SOURCE TEXT –
● ● ● ● ●

Dominic Rigby

Speeding Up Graph Learning Models with PyG and torch.compile

Date read: 13th October 2025

Blog link

Key Points

Aim of post: explain how to overcome typical problems that arrive when using torch compile to speed up GNN related activities, specifically graph transformers.
Blog focuses on doing this in PyTorch with the following tools:
- PyTorch Frame: embeds multi-model data (e.g. text, images, video) into shared embedding space
- PyG: handles message passing
- PyTorch Lighting: helps scale training processes onto GPU clusters.
Torch compile:
- Takes standard PyTorch code and performs kernel fusion to create kernels which minimise memory reads amd writes, delivering large speed ups.
- It does however have its limitations, e.g.:
  - Recompilation
  - Host-device syncs
  - Learning rate treated as constant
Recompilation:
- When the assumptions made at compile time break, the code has to be recompiled.
- Common assumptions: data type, data shape, constants.
- Dynamic shapes are very common when using GNNs due to differing number of nodes.
- Tips:
  1. Set torch.compile(dynamic=True) to optimise for dynamic shapes.
  2. Set TORCH_LOGS=”recompiles” such that it is logged when you recompile and you can address the issues as required.
LR treated as a constant:
- If LR is set to a float ti will be treated as a constant at compile time and require a recompile if changed.
- Set LR as a tensor to prevent this
Graph breaks:
- Some code can’t be compiled and torch will return to eager mode for these steps.
- This breaks the compiled code into a set of kernels rather than just one.
- This causes unneccessary memory read and writes
- Tips:
  1. Set TORCH_LOGS=’graph_breaks’, which will log any graph breaks which can often be easily fixed.
CUDA graphs:
- Set torch.compile(mode=’reduce-overhead’) to creates a CUDA graph which can be launched in one go from the CPU and reduce kernel launch overhead.
- Only use if the number of possible shapes is small as it will have recompile the instruction set for every individual size.
Asynchronousity:
- Python usually launches GPU kernels and doesn’t wait for them to finish before continuing, unless it is explicitly told to in the code.
- Reduce this if possiblle by:
  - Keep items as torch tensors rather than floats, ints etc
  - Don’t print too often
  - Don’t use item
  - Be explicity with expected shape when possible

● ● ● ● ●

INFORMATION GIVEN –
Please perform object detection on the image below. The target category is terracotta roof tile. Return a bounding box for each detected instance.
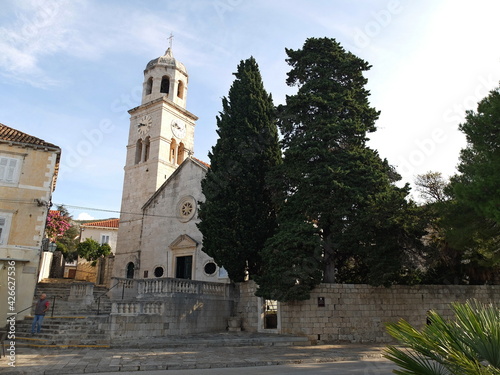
[82,219,120,228]
[0,124,60,150]
[191,156,210,168]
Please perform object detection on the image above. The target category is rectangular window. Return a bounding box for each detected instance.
[0,156,21,184]
[0,212,12,245]
[101,234,109,245]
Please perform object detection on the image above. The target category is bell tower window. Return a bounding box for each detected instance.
[146,77,153,95]
[144,137,150,161]
[177,142,184,165]
[177,80,184,99]
[135,139,142,164]
[168,138,177,164]
[160,76,170,95]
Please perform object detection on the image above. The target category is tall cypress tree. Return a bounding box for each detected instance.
[257,38,422,301]
[198,57,281,281]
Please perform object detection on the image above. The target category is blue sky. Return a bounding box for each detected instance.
[0,0,500,219]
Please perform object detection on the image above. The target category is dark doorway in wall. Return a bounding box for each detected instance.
[127,262,135,279]
[175,255,193,280]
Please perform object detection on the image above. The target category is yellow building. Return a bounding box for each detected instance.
[0,124,61,325]
[75,219,120,287]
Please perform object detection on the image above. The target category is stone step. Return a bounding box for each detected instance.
[16,317,109,347]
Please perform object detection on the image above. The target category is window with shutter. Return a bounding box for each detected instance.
[0,156,21,184]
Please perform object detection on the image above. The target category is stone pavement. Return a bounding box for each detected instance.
[0,335,384,375]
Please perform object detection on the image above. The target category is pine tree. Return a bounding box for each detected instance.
[257,38,422,301]
[451,88,500,225]
[198,57,281,281]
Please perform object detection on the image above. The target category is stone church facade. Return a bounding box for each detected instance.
[113,48,229,283]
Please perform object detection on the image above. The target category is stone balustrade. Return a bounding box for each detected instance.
[111,301,163,315]
[68,283,94,305]
[113,278,229,299]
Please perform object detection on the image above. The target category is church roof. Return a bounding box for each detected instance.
[0,124,61,152]
[191,156,210,168]
[81,219,120,228]
[145,47,187,75]
[142,156,210,210]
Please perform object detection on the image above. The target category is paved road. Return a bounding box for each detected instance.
[88,359,396,375]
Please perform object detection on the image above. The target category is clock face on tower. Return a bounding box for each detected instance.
[172,120,186,139]
[137,115,153,134]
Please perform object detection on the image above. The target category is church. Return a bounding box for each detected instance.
[113,47,229,283]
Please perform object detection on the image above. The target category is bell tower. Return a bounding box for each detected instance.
[113,47,198,278]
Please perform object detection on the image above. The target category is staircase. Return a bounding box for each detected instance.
[16,279,111,347]
[33,279,111,316]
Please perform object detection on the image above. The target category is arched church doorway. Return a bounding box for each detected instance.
[126,262,135,279]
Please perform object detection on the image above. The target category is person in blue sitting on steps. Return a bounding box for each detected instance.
[31,293,49,335]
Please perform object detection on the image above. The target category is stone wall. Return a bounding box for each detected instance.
[236,282,500,343]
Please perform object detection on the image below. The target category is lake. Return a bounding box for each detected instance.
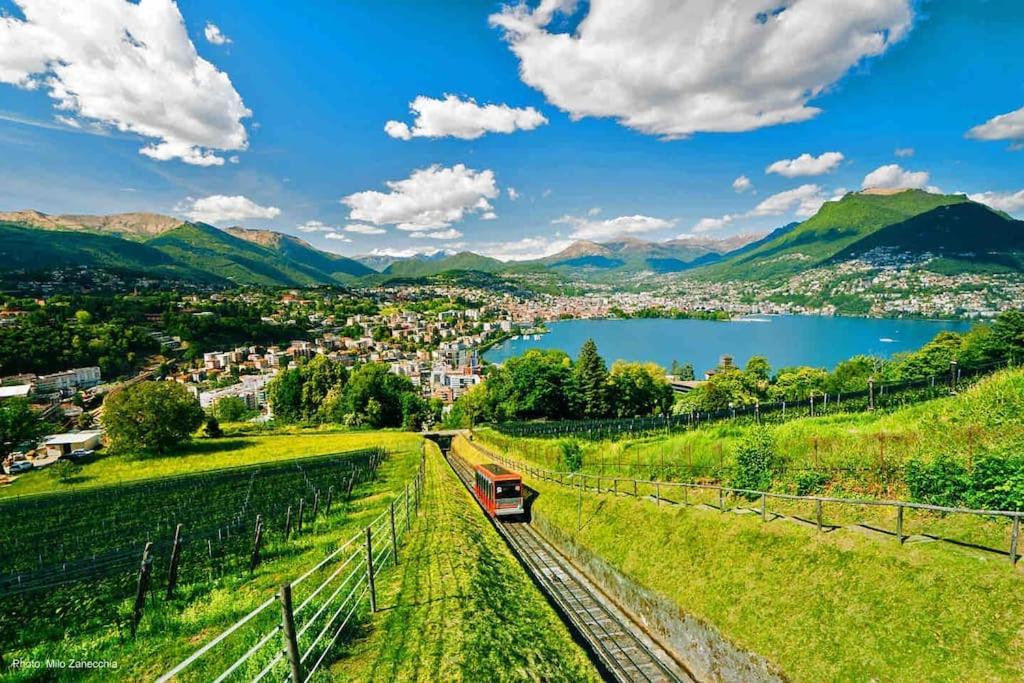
[483,315,971,377]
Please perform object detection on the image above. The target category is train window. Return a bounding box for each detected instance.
[498,481,522,498]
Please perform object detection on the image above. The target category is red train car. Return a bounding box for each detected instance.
[473,463,524,517]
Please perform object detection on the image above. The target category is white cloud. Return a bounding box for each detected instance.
[863,164,929,189]
[384,94,548,140]
[552,215,676,240]
[176,195,281,223]
[967,106,1024,141]
[0,0,252,166]
[295,220,338,232]
[490,0,913,138]
[968,189,1024,213]
[341,164,498,232]
[765,152,845,178]
[345,223,387,234]
[203,22,231,45]
[474,237,572,261]
[410,227,462,240]
[692,183,827,237]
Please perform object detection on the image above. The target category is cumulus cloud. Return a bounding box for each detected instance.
[341,164,499,232]
[692,183,827,237]
[295,220,338,232]
[345,223,387,234]
[203,22,231,45]
[384,94,548,140]
[475,237,572,261]
[967,106,1024,143]
[0,0,252,166]
[552,215,676,240]
[862,164,930,189]
[490,0,913,138]
[968,189,1024,213]
[765,152,845,178]
[177,195,281,223]
[410,227,462,240]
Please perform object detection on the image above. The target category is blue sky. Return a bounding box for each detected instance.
[0,0,1024,258]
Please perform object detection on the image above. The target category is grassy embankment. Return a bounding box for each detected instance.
[456,432,1024,681]
[332,446,599,681]
[4,432,422,681]
[0,425,420,498]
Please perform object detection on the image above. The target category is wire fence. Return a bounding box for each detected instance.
[468,441,1024,566]
[158,455,426,683]
[492,361,1010,440]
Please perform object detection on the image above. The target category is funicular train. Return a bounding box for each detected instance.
[473,463,525,517]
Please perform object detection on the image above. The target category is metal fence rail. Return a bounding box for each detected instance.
[492,361,1010,439]
[158,454,426,683]
[467,440,1024,566]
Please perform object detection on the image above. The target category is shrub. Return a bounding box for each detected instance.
[969,454,1024,510]
[558,439,583,472]
[732,428,781,497]
[906,455,971,507]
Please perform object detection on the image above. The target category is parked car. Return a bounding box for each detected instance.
[3,454,33,474]
[58,449,95,462]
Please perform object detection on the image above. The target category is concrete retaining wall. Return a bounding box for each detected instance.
[532,509,785,683]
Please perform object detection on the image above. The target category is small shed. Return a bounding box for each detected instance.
[43,429,103,457]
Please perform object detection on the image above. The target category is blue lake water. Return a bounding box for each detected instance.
[483,315,971,376]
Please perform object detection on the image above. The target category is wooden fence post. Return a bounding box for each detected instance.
[1010,515,1021,566]
[280,584,302,683]
[167,524,181,600]
[896,505,903,546]
[367,526,377,612]
[131,541,153,638]
[249,515,263,573]
[388,501,398,564]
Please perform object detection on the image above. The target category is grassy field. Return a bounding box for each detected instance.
[332,440,600,681]
[0,426,420,498]
[457,442,1024,681]
[481,370,1024,498]
[4,432,422,681]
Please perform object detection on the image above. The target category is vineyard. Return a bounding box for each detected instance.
[0,449,384,650]
[494,362,1007,439]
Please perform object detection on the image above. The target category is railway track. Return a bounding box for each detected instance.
[446,454,695,683]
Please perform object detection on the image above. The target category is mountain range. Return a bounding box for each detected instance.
[0,189,1024,287]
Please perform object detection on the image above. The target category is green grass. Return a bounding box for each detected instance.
[479,370,1024,499]
[460,436,1024,681]
[0,427,420,498]
[332,440,600,681]
[3,432,421,681]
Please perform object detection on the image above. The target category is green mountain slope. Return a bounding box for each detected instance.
[0,222,223,283]
[697,189,970,280]
[226,227,375,282]
[145,223,339,287]
[383,252,506,278]
[831,202,1024,270]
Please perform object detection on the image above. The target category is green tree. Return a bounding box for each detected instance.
[572,339,609,420]
[266,368,302,422]
[0,398,46,456]
[102,382,204,454]
[609,360,673,418]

● ● ● ● ●

GIVEN REQUEST 1 –
Retype the part of the torch.compile notes that opens with the words containing "- Set LR as" and closes with "be easily fixed.".
GIVEN REQUEST 2 –
Show every line of the entries that contains the word "tree".

EXERCISE RESPONSE 1 –
- Set LR as a tensor to prevent this
Graph breaks:
- Some code can’t be compiled and torch will return to eager mode for these steps.
- This breaks the compiled code into a set of kernels rather than just one.
- This causes unneccessary memory read and writes
- Tips:
  1. Set TORCH_LOGS=’graph_breaks’, which will log any graph breaks which can often be easily fixed.

EXERCISE RESPONSE 2 –
Please perform object detection on the image above. The target category is tall cypress tree. Return a bounding box for each detected instance.
Please perform object detection on the image above. The target category is pine tree. Return a bounding box for each detected instance.
Please perform object detection on the image above. The target category is green tree. Return a bounding box for each detected instance.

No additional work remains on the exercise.